> TEXT SECTION:
------------------------------------------------------------

Interestingly when I ran net.wlan0 stop, it killed the connection to the router and even running net.wlan0 start failed to get it running again. I had to save this post to text, reboot but thankfully the Session Manager extension had saved the work.

I also notice that the wicd-client doesn't start when net.wlan0 is inactive. I have to start it manually and it shows I am connected to a network.Last edited by milomak on Sun May 03, 2009 1:43 pm; edited 2 times in total

----------

## milomak

Just thought:

Last night I did a 96 package update. 9 files needed dispatch-conf. I tried to be very vigilant re what I allowed. But I wonder if something there has had an impact.

----------

## milomak

The solution was rather a simple one. The problem was caused because wicd was starting as a daemon and seems to have been blocking net.wlan0. which is strange because I have been using wicd daemon for as long as i can remember and it previously didn't cause net.wlan0 to be inactive.

Any way i just disabled net.wlan0 as both it and wicd daemon were providing the same service.

----------

## kib-

 *milomak wrote:*   

> 
> 
> I also notice that the wicd-client doesn't start when net.wlan0 is inactive. I have to start it manually and it shows I am connected to a network.

 

Probably cause rc_depend_strict="YES" is still commented out in /etc/rc.conf.  Try rc_depend_strict="NO".  I am still having the warning message about wlan0 being inactive.  I hear it is because openrc tries to go to the next step before wlan0 actually associates with anything.  I really dont think it should be a warning, but rather the message be changed to say "net.wlan0 has not yet been associated with any ap!"

----------

------------------------------------------------------------

> SHORT EXERCISE A: How would you render this sentence from the forum thread in Spanish: "The solution was rather a simple one."

> INPUT RECORDS:
------------------------------------------------------------

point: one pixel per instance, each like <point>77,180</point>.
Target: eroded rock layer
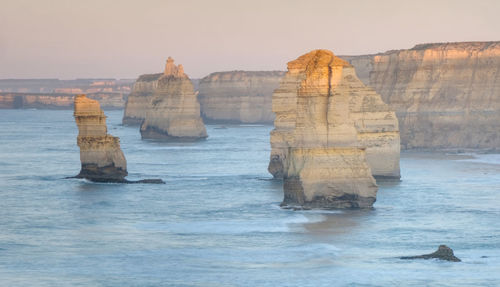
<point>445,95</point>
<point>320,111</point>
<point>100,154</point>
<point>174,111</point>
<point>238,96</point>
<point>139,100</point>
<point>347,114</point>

------------------------------------------------------------

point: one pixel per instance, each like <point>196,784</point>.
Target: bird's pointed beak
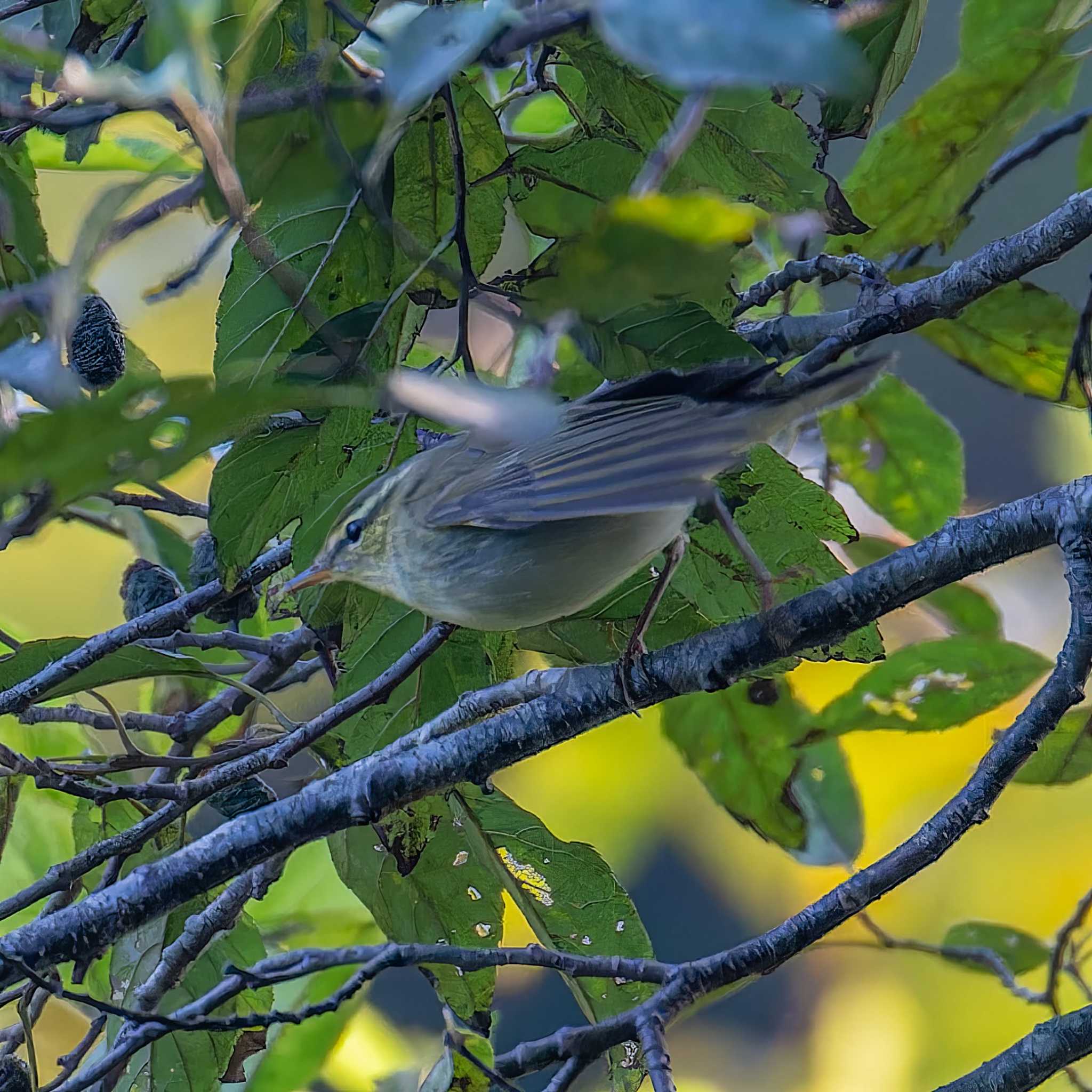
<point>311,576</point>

------------------------------------------------------------

> SHORT EXERCISE B: Could you recast the entries between the lines holding "point: one pixel per instance, each like <point>77,180</point>." and "<point>347,114</point>", inclusive, as a Markdown table with the columns Row and Line, skipping blank lines and leaving the picture out?

> PROBLEM SOLUTION A: La solución fue bastante sencilla.

> PROBLEM SOLUTION B:
| Row | Line |
|---|---|
| 1 | point: one pixel per instance, each like <point>77,180</point>. |
| 2 | Target: eroded rock layer |
| 3 | <point>445,95</point> |
| 4 | <point>320,111</point> |
| 5 | <point>100,154</point> |
| 6 | <point>174,111</point> |
| 7 | <point>238,96</point> |
| 8 | <point>139,100</point> |
| 9 | <point>347,114</point> |